> Page:

##########

UK Economist and Adviser to CANZUK International, Andrew Lilico, explains step-by-step why a geo-political partnership with Canada, Australia and New Zealand is the most logical step for the UK as it seeks new political relationships ahead of Brexit.

The CANZUK Prime Ministers met in London for trade and security talks last month

     Written by Andrew Lilico

Andrew is an advisor to CANZUK International and Executive Director of Europe Economics

            

 
Let’s start with a few assumptions, which many of you may dispute, but which will help us for reasons that will become obvious.

1.) Let’s assume that the main merits of geopolitical partnerships are not economic, but, rather, about how to achieve geopolitical goals such as facing down the Warsaw Pact, absorbing the post-Communist states of the Iberian Peninsula or of Eastern Europe as democracies or avoiding political and economic domination by a large and powerful neighbour. So geopolitical partners are not to be chosen on the basis of depth of trading or financial links (otherwise, for example, China’s closest geopolitical allies would be the US and EU).

##########

> Records supplied:

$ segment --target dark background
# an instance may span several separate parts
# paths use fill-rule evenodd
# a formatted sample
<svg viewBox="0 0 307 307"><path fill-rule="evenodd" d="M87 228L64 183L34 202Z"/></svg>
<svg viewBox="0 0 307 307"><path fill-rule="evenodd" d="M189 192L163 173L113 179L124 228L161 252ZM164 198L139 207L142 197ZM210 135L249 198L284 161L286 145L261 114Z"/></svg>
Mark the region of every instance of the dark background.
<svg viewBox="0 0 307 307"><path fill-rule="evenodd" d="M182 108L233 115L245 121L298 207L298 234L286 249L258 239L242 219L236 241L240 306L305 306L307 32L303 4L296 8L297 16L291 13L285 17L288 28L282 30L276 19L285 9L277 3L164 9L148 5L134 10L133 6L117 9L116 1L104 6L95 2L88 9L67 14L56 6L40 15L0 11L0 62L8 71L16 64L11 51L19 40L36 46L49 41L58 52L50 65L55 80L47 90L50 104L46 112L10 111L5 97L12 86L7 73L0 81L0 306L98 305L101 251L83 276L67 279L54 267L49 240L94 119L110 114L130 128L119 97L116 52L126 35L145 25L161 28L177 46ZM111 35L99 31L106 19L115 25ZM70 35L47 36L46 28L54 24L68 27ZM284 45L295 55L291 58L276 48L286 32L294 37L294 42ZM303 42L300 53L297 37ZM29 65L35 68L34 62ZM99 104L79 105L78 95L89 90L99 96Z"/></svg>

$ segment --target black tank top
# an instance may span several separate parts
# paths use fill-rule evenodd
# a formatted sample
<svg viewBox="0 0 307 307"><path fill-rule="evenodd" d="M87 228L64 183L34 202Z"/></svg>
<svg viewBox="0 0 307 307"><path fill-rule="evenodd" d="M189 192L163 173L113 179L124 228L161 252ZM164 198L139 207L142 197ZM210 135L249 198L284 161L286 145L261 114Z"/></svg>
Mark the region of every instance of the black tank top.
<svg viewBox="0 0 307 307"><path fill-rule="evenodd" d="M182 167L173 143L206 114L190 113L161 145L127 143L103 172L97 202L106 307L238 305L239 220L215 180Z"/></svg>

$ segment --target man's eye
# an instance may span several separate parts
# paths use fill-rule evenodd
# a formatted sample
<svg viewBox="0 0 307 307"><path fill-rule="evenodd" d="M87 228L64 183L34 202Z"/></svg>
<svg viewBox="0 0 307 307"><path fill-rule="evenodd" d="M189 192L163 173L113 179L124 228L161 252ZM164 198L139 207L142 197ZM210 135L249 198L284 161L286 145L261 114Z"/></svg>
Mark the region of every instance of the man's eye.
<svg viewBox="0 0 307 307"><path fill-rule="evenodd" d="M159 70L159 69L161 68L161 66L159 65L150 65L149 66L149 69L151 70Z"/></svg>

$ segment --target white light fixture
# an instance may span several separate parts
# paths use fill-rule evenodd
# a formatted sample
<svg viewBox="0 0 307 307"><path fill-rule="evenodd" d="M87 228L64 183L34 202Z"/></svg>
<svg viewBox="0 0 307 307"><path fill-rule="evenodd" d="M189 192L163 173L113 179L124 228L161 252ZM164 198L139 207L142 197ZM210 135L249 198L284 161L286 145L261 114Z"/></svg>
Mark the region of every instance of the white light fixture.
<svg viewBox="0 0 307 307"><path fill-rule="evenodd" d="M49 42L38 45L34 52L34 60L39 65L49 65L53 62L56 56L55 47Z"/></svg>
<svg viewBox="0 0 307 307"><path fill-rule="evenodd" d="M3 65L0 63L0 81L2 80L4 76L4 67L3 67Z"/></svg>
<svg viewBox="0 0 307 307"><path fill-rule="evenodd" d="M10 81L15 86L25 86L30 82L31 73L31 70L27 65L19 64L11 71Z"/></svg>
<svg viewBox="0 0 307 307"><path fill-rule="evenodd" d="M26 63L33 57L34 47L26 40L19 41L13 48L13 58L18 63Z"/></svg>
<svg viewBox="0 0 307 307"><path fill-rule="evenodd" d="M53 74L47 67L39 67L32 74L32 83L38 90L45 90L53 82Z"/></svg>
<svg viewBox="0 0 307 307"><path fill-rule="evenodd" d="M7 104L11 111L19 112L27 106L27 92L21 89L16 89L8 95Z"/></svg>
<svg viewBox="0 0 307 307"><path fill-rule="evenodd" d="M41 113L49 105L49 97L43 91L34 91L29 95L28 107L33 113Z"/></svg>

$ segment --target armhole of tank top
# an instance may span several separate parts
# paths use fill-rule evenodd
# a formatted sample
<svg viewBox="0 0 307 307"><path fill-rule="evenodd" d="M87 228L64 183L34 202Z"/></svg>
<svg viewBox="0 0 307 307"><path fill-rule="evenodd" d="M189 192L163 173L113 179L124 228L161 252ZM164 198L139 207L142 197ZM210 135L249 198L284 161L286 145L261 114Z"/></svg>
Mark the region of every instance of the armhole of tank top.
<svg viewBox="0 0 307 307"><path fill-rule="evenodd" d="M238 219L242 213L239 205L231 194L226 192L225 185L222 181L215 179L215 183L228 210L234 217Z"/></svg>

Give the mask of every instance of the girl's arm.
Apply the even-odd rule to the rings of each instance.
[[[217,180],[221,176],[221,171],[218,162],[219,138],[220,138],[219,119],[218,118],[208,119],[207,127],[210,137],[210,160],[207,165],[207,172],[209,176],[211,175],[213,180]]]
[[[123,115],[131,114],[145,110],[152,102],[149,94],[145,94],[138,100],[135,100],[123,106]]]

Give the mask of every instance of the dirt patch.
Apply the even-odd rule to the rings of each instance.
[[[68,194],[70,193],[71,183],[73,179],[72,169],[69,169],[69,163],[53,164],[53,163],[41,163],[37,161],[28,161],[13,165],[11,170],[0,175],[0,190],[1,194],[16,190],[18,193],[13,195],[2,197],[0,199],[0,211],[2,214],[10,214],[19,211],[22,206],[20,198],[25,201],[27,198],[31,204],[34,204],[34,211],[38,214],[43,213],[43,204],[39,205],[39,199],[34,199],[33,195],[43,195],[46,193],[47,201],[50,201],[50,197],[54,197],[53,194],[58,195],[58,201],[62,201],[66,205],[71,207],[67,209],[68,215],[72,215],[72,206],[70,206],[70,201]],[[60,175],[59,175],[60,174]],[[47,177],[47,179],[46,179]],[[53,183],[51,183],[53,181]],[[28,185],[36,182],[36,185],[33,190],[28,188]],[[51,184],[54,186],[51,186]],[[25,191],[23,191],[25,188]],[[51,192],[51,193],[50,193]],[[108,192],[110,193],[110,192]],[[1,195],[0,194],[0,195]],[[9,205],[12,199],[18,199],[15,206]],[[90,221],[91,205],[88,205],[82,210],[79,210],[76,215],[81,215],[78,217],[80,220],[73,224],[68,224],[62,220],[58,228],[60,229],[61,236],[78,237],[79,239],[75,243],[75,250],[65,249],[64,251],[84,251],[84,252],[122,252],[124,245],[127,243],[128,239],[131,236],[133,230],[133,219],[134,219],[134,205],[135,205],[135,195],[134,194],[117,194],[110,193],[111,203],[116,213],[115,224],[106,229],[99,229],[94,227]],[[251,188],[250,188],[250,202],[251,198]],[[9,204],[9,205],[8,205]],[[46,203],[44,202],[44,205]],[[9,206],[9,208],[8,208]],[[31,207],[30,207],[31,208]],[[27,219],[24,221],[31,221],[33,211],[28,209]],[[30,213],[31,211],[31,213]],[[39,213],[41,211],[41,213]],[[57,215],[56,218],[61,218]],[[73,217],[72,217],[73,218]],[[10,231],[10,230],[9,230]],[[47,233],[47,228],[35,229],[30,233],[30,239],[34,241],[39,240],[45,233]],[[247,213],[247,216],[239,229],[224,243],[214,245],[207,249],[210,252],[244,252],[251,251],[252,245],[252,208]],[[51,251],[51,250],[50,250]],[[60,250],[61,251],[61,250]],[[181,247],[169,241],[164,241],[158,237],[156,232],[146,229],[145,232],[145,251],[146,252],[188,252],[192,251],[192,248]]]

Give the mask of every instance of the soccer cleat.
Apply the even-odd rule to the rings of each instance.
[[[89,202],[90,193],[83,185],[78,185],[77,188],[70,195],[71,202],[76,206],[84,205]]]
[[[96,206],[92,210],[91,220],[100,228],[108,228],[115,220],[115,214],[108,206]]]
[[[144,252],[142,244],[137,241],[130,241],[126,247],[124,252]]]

##########

> Jobs:
a: In the records, reproduce verbatim the part that opens with the line containing "--target black tank top" and closes with the line containing "167L173 143L206 114L190".
b: Resume the article on a CANZUK partnership from its final sentence.

> Answers to the exercise:
a:
$ segment --target black tank top
# an instance may span several separate parts
# paths use fill-rule evenodd
# a formatted sample
<svg viewBox="0 0 307 307"><path fill-rule="evenodd" d="M87 228L64 183L34 202Z"/></svg>
<svg viewBox="0 0 307 307"><path fill-rule="evenodd" d="M189 192L163 173L113 179L124 228L161 252ZM164 198L139 207L142 197ZM210 135L249 198L284 161L286 145L261 114Z"/></svg>
Mark the region of every instance of the black tank top.
<svg viewBox="0 0 307 307"><path fill-rule="evenodd" d="M182 167L173 143L206 114L190 113L161 145L127 143L103 172L97 202L106 307L238 305L239 220L215 180Z"/></svg>

b:
2.) Let’s assume that the UK gained overall, in geopolitical terms, from being in the EU — i.e. at least for much of the time it was an EU member, it was able to achieve certain key geopolitical objectives better, through its EU membership, than would have been possible had it not been in the EU.

3.) Let’s assume that it became impossible for the UK to stay in the EU long-term, because the EU has chosen to proceed in a direction that the UK cannot follow, including the development of a Single European State with a single currency, common citizenship, President and so on.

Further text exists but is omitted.